PROBLEM DESCRIPTION ->
Rewrite every line of the material below as a numbered list, omitting blank lines.

Stored data entries:
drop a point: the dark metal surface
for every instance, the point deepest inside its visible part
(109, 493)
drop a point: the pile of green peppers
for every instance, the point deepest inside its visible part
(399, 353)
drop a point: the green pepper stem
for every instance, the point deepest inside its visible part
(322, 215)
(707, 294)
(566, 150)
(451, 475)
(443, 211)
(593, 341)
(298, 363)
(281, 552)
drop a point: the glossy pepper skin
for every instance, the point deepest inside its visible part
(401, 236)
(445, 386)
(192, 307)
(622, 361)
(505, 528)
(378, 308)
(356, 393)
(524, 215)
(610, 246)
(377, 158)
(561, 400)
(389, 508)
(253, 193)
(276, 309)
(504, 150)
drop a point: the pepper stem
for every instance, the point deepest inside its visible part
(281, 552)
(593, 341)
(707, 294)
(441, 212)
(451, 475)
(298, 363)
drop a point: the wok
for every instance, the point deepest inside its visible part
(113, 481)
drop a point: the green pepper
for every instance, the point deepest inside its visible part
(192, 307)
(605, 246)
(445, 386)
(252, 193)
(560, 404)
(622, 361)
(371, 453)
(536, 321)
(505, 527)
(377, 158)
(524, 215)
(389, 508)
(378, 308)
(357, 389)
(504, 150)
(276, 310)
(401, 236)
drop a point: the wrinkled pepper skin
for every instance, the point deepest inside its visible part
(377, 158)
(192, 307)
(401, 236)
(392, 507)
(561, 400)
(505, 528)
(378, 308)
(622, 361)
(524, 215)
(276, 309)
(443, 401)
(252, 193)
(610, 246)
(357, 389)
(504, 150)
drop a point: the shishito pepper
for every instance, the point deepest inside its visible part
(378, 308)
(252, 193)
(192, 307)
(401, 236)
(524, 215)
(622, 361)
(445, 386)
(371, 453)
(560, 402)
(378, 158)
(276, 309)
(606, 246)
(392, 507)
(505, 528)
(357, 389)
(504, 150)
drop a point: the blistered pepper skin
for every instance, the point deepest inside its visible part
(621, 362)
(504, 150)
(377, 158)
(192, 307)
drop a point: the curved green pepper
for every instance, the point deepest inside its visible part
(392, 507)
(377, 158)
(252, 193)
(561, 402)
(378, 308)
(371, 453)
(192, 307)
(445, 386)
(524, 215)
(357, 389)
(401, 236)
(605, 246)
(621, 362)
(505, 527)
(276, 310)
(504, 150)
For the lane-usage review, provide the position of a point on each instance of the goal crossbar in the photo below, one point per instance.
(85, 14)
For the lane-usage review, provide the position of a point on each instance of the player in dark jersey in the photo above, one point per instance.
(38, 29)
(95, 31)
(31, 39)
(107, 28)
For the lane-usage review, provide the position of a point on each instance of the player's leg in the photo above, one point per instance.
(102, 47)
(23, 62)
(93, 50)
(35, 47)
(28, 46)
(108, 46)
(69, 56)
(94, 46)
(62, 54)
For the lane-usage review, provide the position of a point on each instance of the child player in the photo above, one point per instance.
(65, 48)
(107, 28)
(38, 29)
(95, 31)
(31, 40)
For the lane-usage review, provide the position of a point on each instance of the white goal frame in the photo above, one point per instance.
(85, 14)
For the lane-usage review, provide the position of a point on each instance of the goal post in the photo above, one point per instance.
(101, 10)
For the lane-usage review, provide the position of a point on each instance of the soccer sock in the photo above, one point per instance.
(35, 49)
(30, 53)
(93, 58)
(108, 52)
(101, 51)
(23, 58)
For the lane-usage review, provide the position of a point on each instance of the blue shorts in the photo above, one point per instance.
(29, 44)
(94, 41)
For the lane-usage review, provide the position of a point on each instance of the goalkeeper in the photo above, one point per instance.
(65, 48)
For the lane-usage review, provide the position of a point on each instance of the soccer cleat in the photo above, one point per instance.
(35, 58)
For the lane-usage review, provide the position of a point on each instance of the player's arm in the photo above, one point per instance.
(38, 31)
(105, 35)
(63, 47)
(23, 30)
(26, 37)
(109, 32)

TASK ANSWER ->
1. drop a point: the dark metal surface
2. for every instance, the point deepest inside its visible part
3. (109, 493)
4. drop a point: the pile of green peppers
5. for every instance, the point deepest inside its visible part
6. (399, 353)
7. drop a point: the green pepper stem
8. for every instance, the point deepest inside its visible part
9. (322, 215)
10. (707, 294)
11. (566, 150)
12. (451, 475)
13. (443, 211)
14. (593, 341)
15. (298, 363)
16. (281, 552)
17. drop a point: the glossy pepper skin
18. for every instance, the point deepest inside its visible part
19. (401, 236)
20. (445, 386)
21. (192, 307)
22. (622, 361)
23. (505, 528)
24. (378, 308)
25. (356, 393)
26. (524, 215)
27. (610, 246)
28. (377, 158)
29. (561, 400)
30. (389, 508)
31. (253, 193)
32. (276, 309)
33. (504, 150)
34. drop a point: the pepper stem
35. for every instance, the point deepest inside its visible part
36. (281, 552)
37. (593, 341)
38. (707, 294)
39. (441, 212)
40. (451, 475)
41. (298, 363)
42. drop a point: the wok
43. for every instance, the point deepest inside its visible part
44. (113, 481)
45. drop a point: the green pepper
46. for every instance, the point deepest inside its visible part
47. (192, 307)
48. (605, 246)
49. (445, 386)
50. (252, 193)
51. (560, 404)
52. (622, 361)
53. (371, 453)
54. (536, 321)
55. (505, 527)
56. (377, 158)
57. (524, 215)
58. (389, 508)
59. (378, 308)
60. (357, 389)
61. (504, 150)
62. (276, 310)
63. (401, 236)
64. drop a point: the wrinkled pepper skin
65. for every instance, the point deepest inside its visible part
66. (377, 158)
67. (192, 307)
68. (401, 236)
69. (392, 507)
70. (561, 400)
71. (505, 528)
72. (378, 308)
73. (622, 361)
74. (524, 215)
75. (276, 309)
76. (443, 401)
77. (252, 193)
78. (610, 246)
79. (357, 389)
80. (504, 150)
81. drop a point: the shishito pepper
82. for every instance, the point deepest inside its visible part
83. (378, 308)
84. (252, 193)
85. (192, 307)
86. (401, 236)
87. (524, 215)
88. (622, 361)
89. (445, 386)
90. (371, 453)
91. (560, 402)
92. (378, 158)
93. (276, 309)
94. (606, 246)
95. (392, 507)
96. (505, 528)
97. (357, 389)
98. (504, 150)
99. drop a point: the blistered pepper skin
100. for every instance, the point deepest inside its visible part
101. (621, 362)
102. (504, 150)
103. (377, 158)
104. (192, 307)
105. drop a point: the curved green pepper
106. for every instance, the point deepest inside its visible part
107. (392, 507)
108. (377, 158)
109. (252, 193)
110. (561, 402)
111. (378, 308)
112. (371, 453)
113. (192, 307)
114. (445, 386)
115. (524, 215)
116. (357, 389)
117. (401, 236)
118. (605, 246)
119. (621, 362)
120. (505, 527)
121. (276, 310)
122. (504, 150)
123. For the lane-usage review, provide the position of a point on each instance of the goal crossbar in the photo below, one point per instance.
124. (85, 14)
125. For the lane-usage review, provide the position of a point on each instance of the player in dark jersey in the photo above, one point per instance.
126. (38, 29)
127. (95, 31)
128. (31, 39)
129. (107, 28)
130. For the lane-usage review, provide the position of a point on each instance of the player's leg in the photo above, one point per instance.
131. (102, 47)
132. (23, 62)
133. (93, 50)
134. (35, 47)
135. (28, 46)
136. (108, 46)
137. (69, 56)
138. (94, 46)
139. (62, 54)
140. For the lane-usage review, provide the position of a point on each instance of the child player in the photo above, one point per instance.
141. (65, 48)
142. (107, 28)
143. (38, 29)
144. (95, 31)
145. (31, 40)
146. For the lane-usage review, provide the position of a point on each instance of the white goal frame in the photo above, one point per instance.
147. (85, 14)
148. For the lane-usage review, provide the position of a point on each instance of the goal post in the photo above, one point per instance.
149. (101, 10)
150. For the lane-usage review, provide the position of a point on each instance of the soccer sock in the photo above, one point per instance.
151. (35, 49)
152. (30, 53)
153. (93, 58)
154. (108, 52)
155. (101, 51)
156. (23, 58)
157. For the lane-usage review, provide the position of a point on each instance of the blue shorts in the photo above, one point per instance.
158. (29, 44)
159. (94, 41)
160. For the lane-usage review, provide the position of a point on each instance of the goalkeeper in the photo above, one point per instance.
161. (65, 48)
162. For the lane-usage review, provide the position of a point on each instance of the soccer cleat in the photo above, one point per instance.
163. (35, 58)
164. For the lane-usage review, provide the position of a point on each instance of the player's arm in the photo above, one point per instance.
165. (38, 31)
166. (105, 35)
167. (63, 47)
168. (23, 30)
169. (26, 37)
170. (109, 32)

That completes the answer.